- _TEXT EXCERPT_:
┄┄┄┄┄┄

There is hardly a cultural or social area without signs of a return of the religious.

This is itself a sensation. For decades, there was a kind of “secular dogma” that faith and religion had their day. The swansong to Christianity and the religions altogether could not be ignored.

The so-called great- or meta-narratives of modern times that sought to announce or prove the end of Christianity no longer dominate the intellectual scene. The questionability of these positions has become obvious whether you now think the modern progress optimism with its thesis that God and faith become simply superfluous or the claim of the sciences to explain the world without the hypothesis “God.” Totalitarian ideologies have refuted themselves whether the utopia of a classless society and its prediction that religion as the “opium of the people” will be no more if only the conditions become just or the pseudo-scientific Darwinian worldview of the Nazi time with its goal of rooting out Judaism and the feeble spirit of Christianity. In another way, the great narrative of the Enlightenment project has become silent. A reason left to itself, a rationality existing without values surpasses the limits of its competence and makes itself absolute.

This end of the meta- or great narratives described by the philosophy of the post-modern is true in a special way for the great Christian narrative since God and faith, the world to come and hope are no longer generally regarded as plausible. The Christian faith has lost its self-evidence in the European development of the last two centuries. In the meantime, the deep rooting of our culture in the Jewish-Christian tradition sis ought again. However this deep rooting cannot be identified in a European constitution. Human responsibility must recognize its limits, its responsibility before God and humankind. Still that has no place in the preamble of a European constitution. This is really shameful.

One wishes to call to some contemporaries: “People hear the signals of a religious renewal.” This describes the inner tension of our age. We experience a new love and affection for religion. September 11, 2001 or the attack in Madrid on March 11, 2004 did not first establish this new love since these references move all religions, not only Islam, into a sharp light without doing justice to any world religion.

┄┄┄┄┄┄

- _SUPPLIED ENTRIES_:
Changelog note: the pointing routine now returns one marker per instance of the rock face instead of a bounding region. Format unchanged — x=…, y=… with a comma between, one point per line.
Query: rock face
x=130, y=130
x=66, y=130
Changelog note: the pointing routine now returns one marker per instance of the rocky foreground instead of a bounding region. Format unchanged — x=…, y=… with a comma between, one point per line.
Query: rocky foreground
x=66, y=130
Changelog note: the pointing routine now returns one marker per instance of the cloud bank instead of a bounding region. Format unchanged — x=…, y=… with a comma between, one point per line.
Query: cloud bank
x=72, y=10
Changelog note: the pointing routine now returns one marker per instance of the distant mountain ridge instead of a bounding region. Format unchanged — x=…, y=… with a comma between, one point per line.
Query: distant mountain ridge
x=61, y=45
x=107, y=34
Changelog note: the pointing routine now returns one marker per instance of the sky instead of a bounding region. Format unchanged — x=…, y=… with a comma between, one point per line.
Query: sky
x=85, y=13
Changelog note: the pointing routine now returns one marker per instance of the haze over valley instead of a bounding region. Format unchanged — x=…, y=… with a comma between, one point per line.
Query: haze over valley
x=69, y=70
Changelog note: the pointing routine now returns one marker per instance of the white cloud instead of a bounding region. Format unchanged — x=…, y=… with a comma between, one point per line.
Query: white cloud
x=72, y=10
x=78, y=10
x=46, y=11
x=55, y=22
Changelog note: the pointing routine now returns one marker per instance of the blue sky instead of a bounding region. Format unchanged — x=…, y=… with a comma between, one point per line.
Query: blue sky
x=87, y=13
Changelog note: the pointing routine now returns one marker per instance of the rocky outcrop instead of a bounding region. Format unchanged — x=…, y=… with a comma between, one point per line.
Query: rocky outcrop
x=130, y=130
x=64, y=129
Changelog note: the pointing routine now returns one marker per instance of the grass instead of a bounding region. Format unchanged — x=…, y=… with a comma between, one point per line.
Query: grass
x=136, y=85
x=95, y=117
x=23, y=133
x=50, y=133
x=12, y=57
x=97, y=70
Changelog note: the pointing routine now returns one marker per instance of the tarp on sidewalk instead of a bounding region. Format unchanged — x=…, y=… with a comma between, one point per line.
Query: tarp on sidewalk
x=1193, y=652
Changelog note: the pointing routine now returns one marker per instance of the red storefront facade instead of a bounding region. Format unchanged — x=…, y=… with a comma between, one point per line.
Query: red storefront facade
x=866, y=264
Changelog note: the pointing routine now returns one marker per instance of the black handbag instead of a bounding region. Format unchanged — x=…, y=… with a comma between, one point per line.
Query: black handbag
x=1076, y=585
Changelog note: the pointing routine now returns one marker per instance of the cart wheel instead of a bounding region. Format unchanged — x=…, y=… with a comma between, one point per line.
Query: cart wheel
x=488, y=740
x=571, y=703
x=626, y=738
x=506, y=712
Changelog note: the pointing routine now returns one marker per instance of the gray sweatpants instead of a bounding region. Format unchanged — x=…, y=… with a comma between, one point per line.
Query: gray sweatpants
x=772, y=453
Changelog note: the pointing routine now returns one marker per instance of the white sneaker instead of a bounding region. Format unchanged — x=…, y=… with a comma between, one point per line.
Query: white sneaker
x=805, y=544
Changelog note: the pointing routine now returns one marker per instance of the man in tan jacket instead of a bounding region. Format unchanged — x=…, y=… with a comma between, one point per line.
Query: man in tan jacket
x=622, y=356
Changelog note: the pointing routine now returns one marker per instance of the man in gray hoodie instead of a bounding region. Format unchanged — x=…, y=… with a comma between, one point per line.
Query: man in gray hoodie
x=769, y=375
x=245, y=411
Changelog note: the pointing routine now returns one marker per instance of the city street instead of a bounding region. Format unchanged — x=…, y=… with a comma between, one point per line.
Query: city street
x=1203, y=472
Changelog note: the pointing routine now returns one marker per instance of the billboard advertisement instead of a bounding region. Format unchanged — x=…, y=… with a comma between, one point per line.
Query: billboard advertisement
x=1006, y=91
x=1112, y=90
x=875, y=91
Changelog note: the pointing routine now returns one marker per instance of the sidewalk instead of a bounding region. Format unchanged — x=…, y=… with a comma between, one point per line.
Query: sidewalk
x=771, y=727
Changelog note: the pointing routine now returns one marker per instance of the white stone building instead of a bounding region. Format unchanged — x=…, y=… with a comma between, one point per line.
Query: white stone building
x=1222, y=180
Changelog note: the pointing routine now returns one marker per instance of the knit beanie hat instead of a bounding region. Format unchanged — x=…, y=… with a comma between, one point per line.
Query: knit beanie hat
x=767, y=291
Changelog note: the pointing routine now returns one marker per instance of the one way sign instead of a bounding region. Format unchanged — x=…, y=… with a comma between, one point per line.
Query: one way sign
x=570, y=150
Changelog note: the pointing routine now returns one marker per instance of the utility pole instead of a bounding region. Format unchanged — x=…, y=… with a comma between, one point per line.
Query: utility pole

┄┄┄┄┄┄

- _AIM_: Copy the passage of the text on the return of religion word for word, starting at "This end of" and ending at "is really shameful.".

- _RESPONSE TO THE EXERCISE_:
This end of the meta- or great narratives described by the philosophy of the post-modern is true in a special way for the great Christian narrative since God and faith, the world to come and hope are no longer generally regarded as plausible. The Christian faith has lost its self-evidence in the European development of the last two centuries. In the meantime, the deep rooting of our culture in the Jewish-Christian tradition sis ought again. However this deep rooting cannot be identified in a European constitution. Human responsibility must recognize its limits, its responsibility before God and humankind. Still that has no place in the preamble of a European constitution. This is really shameful.